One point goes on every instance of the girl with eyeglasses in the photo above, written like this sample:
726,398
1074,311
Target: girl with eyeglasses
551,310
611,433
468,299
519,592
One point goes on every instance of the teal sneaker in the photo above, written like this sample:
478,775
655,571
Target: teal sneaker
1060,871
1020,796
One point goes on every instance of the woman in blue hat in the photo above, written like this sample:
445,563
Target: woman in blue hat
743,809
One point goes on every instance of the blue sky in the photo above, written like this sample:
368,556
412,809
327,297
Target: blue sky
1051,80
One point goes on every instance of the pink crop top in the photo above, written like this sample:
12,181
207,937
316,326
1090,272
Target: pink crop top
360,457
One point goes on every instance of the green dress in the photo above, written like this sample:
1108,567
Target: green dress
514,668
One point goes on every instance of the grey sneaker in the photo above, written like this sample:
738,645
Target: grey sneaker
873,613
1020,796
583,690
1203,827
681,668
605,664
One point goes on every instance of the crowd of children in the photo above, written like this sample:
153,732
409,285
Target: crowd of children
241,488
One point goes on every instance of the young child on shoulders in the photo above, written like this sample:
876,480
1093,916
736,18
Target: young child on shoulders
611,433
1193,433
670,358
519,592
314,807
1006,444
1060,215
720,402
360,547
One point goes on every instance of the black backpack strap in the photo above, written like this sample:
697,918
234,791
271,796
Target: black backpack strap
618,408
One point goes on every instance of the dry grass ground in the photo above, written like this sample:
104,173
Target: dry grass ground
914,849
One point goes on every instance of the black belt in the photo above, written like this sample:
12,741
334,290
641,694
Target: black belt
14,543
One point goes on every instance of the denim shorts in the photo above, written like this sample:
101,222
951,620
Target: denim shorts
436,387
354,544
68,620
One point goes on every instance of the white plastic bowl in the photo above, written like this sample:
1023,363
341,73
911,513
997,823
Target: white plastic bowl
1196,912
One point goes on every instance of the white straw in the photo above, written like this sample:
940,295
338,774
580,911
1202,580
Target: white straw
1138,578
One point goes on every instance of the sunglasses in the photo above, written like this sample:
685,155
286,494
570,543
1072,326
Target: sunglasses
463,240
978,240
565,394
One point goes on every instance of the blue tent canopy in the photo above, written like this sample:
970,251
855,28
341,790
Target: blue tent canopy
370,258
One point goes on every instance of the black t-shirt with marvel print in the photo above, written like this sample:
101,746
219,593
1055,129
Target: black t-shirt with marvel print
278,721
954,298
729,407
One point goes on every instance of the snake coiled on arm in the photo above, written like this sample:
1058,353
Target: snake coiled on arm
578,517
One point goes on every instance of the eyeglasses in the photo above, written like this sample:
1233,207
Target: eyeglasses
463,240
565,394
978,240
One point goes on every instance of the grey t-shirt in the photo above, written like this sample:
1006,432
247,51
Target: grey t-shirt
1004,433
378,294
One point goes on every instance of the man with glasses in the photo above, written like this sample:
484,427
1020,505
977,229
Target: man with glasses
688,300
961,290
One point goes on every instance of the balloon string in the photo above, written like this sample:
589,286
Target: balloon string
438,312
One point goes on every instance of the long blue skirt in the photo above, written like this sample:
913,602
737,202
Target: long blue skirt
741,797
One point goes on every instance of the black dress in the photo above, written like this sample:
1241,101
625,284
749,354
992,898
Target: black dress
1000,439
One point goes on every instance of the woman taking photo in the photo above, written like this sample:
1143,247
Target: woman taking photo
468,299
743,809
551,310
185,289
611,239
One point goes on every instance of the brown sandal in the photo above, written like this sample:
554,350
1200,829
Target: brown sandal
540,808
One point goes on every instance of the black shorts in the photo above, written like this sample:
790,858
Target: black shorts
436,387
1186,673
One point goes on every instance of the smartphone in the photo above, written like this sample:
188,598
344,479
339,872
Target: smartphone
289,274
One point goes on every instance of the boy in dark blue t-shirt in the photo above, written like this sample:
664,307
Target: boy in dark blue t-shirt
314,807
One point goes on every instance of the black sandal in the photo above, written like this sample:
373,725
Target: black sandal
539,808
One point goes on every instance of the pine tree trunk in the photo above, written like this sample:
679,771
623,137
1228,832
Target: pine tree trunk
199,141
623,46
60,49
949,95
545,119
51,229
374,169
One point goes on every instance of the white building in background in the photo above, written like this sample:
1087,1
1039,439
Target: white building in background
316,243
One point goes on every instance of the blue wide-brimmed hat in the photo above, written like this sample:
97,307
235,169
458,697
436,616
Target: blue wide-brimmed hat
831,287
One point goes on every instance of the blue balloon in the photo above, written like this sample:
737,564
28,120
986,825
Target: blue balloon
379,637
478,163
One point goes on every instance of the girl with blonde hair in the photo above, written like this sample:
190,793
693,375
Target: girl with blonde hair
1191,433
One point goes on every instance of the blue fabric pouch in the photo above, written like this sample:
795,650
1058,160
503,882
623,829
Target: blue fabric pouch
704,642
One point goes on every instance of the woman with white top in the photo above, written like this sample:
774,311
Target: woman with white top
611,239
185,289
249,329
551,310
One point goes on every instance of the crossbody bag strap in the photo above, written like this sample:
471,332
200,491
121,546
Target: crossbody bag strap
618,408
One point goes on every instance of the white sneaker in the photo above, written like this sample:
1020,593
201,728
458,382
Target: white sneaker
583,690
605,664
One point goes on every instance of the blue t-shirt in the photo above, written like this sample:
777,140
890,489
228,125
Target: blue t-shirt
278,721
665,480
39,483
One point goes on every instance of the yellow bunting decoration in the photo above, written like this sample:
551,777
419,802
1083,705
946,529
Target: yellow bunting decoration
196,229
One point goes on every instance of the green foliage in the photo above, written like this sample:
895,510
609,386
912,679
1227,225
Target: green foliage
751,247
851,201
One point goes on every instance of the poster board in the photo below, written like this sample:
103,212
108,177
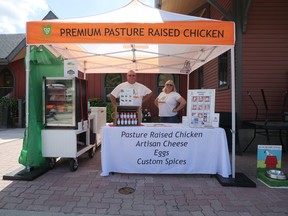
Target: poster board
200,107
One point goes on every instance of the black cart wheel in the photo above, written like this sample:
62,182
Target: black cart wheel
92,151
51,162
73,165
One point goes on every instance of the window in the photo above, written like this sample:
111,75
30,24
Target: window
200,77
6,82
223,70
161,80
111,81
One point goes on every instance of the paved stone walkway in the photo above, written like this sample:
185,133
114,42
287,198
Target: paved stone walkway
61,192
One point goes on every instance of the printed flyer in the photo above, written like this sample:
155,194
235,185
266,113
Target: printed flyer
200,107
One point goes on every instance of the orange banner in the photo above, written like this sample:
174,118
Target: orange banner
174,32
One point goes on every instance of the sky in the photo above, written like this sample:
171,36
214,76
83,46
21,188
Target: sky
15,13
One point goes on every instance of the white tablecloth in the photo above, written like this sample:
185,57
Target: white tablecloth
164,149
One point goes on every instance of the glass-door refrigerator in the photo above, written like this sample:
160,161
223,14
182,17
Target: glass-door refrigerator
64,102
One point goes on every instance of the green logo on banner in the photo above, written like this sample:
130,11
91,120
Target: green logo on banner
47,30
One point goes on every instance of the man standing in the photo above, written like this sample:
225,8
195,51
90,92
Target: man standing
140,92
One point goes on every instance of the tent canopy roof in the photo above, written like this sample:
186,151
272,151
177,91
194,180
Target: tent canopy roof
136,36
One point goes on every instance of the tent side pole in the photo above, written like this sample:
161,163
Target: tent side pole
85,70
27,86
233,109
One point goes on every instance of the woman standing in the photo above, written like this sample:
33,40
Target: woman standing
169,103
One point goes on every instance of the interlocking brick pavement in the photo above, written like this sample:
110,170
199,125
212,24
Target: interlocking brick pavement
61,192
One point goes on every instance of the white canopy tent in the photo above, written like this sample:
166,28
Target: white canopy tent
137,37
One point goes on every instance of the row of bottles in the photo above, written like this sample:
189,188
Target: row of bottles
127,121
128,115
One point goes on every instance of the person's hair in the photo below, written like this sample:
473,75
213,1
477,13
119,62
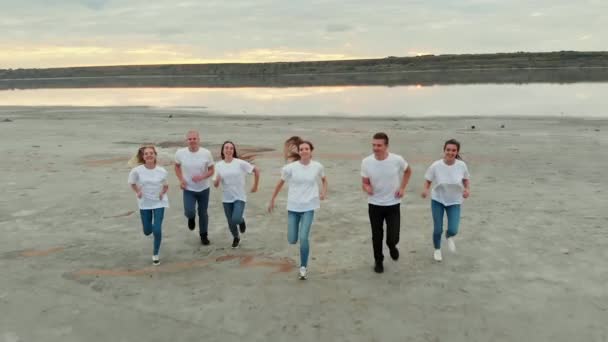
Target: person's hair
234,155
192,131
312,147
453,142
381,135
291,148
140,154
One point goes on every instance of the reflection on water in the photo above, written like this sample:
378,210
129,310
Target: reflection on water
573,100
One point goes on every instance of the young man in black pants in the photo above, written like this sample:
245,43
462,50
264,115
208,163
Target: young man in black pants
385,176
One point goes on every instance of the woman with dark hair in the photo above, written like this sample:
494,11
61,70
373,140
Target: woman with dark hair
450,177
149,182
291,147
231,173
303,198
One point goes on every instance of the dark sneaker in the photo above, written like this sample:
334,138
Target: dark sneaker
394,253
379,267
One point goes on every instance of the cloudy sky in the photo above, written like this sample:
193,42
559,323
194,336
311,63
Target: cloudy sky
54,33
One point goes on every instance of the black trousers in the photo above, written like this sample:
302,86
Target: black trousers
378,214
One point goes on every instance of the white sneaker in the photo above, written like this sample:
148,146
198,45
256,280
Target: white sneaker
451,244
437,255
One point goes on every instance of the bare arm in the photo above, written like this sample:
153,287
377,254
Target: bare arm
163,191
180,176
467,188
404,181
406,178
323,194
277,189
136,189
366,186
256,179
210,172
426,187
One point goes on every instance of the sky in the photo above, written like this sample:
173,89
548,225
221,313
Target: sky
54,33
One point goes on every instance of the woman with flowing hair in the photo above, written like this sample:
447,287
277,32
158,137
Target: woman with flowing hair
450,181
149,182
303,198
230,173
290,149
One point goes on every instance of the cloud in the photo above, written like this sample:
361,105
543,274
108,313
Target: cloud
95,4
338,28
273,30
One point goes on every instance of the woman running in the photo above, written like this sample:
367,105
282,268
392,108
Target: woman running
303,198
450,177
231,172
149,182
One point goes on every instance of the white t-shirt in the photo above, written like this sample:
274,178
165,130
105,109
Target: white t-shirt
151,182
447,181
303,182
233,179
385,177
194,164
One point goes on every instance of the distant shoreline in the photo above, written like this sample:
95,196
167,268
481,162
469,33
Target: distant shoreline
551,67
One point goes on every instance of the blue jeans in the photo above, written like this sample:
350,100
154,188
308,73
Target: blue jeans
453,212
191,198
152,220
298,226
234,215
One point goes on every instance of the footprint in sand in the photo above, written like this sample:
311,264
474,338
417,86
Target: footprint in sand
23,213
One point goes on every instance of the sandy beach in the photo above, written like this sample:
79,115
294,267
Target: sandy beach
530,264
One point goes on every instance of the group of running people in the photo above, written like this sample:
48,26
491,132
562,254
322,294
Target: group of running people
385,177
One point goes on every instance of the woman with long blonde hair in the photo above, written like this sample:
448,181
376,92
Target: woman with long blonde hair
149,182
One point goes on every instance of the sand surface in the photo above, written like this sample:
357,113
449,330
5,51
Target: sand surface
530,265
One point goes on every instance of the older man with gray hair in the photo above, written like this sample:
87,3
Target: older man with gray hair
194,166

· · · · ·

Each line in the records above that contains the word "below" must be copied.

One point goes on every instance of the poster board in the photo below, written like this sample:
One point goes on every instance of the person's hair in the photo below, written like this sample:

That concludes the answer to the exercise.